■ PASSAGE PROVIDED
Radio is still huge in the UK. Think of the golden age of American radioroughly from 1930 through the 1940s – when the medium of commercial broadcast radio grew into the fabric of daily life in the United States, providing news and entertainment from cultural icons such as Edward Murrow and George Burns and Gracie Allen – and you’ll get the idea.

Hard as it is to imagine, one of the radio shows I used to appear on weekly had an audience of twenty million, which is a third of the entire population of the UK!

Reminiscing about radio in that BBC studio in Manhattan allowed me to travel back to when I first fell in love with what used to be called “the wireless.”

The year 1967 marked the stage of my transition from childhood to pimpled adolescence. The music of the Beatles and other bands was coming out of radios everywhere.

After I got over the very worst of my teenage years, (I don’t think my parents ever did), it was off to university and life in a lonely and depressing single-room student apartment. And I think I actually did become a little depressed, until I stumbled across Radio 4.

I laughed at the comedy programs, sat glued to the BBC’s production of “Lord of the Rings,” and learned more from the factual programs than I ever did from the lectures I “occasionally” attended.

My radio became truly a good friend.

The next chapter of my life found me attached as always to Radios One, Two, Three, and Four. The fact that I got the chance to appear on some of those stations was a surprise and a complete delight.

A few years ago I moved to New York – and of course One, Two, Three and Four came with me, thanks to a useful phone app.

If I’m being really honest, Radio 1 has been replaced by Radio 3 but they’re still all very old and valued friends.

* * * * *

Recently, I came upon research about today’s teenagers – the first generation to have grown up with smartphones – that is really quite alarming.

Jean Twenge, an American psychologist researching generational differences, is a professor of psychology at San Diego State University. In the September 2017 issue of The Atlantic, Twenge argued that smartphones were the most likely cause of the sudden epidemic in mental health issues among teens since 2012.

She wrote:

I’ve been researching generational differences for 25 years. Typically, the characteristics that come to define a generation appear gradually.

Around 2012, I noticed abrupt shifts in teen behaviors and emotional states. The gentle slopes of the line graphs became steep mountains and sheer cliffs. In all my analyses of generational data – some reaching back to the 1930s – I had never seen anything like it.

She refers to the so-called iGen, whose members, born between 1995 and 2012, comprise the first generation to grow up with smartphones and iPhones. A 2017 survey of more than 5,000 American teens found that three out of four owned an iPhone.

Psychologically, they are much more vulnerable than the “Millennials,” the generation that immediately preceded them. Rates of teen depression and suicide have skyrocketed in the past half-decade.

“It’s not an exaggeration,” says Twenge, “to describe the iGen as being on the brink of the worst mental-health crisis in decades.”

■ BRIEF 1
In the radio essay, how many people listened to one of the weekly shows the writer used to appear on?
■ BRIEF 2
From the radio essay, output the words starting with "Psychologically, they are much more vulnerable" and going on through "the past half-decade.".

Pointing records

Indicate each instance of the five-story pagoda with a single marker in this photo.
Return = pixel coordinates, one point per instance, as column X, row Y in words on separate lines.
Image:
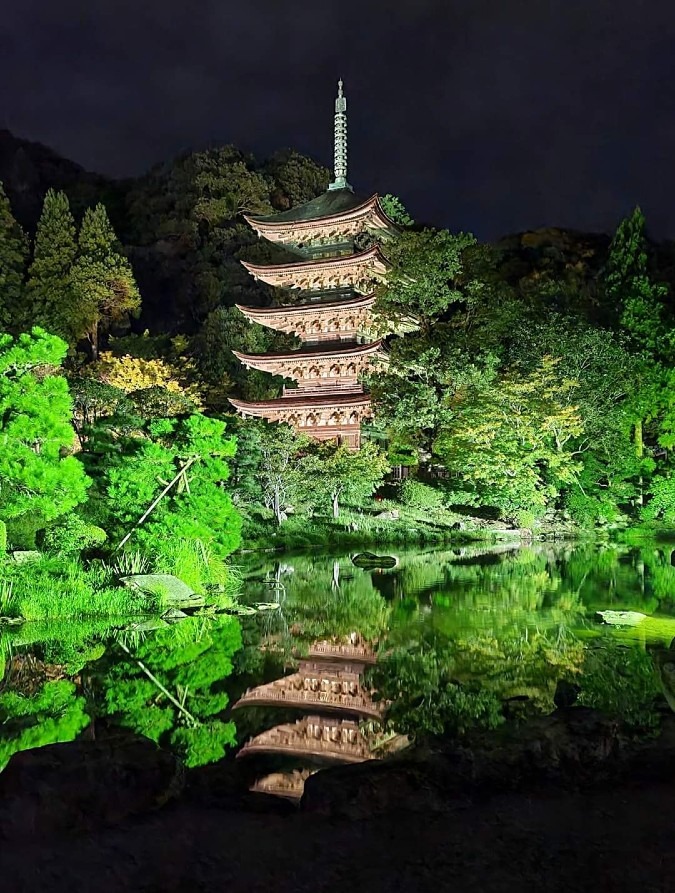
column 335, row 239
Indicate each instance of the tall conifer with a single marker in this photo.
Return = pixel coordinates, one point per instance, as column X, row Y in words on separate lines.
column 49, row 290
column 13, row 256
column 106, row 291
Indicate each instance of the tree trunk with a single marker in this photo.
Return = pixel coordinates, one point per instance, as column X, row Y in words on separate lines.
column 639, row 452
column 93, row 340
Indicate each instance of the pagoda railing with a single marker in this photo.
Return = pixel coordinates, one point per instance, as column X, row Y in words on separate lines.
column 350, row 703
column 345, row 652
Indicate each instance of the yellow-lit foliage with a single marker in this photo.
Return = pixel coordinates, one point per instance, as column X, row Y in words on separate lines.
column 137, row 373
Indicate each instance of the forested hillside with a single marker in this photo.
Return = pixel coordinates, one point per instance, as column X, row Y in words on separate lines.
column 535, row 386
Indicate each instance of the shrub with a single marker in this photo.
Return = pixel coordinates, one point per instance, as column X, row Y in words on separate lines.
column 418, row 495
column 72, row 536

---

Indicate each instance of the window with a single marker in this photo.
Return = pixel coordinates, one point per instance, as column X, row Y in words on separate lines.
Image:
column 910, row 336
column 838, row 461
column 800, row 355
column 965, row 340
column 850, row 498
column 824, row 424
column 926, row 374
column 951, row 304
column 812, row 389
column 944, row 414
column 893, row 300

■ EXPECTED OUTPUT 1
Twenty million, a third of the UK's population.

■ EXPECTED OUTPUT 2
Psychologically, they are much more vulnerable than the “Millennials,” the generation that immediately preceded them. Rates of teen depression and suicide have skyrocketed in the past half-decade.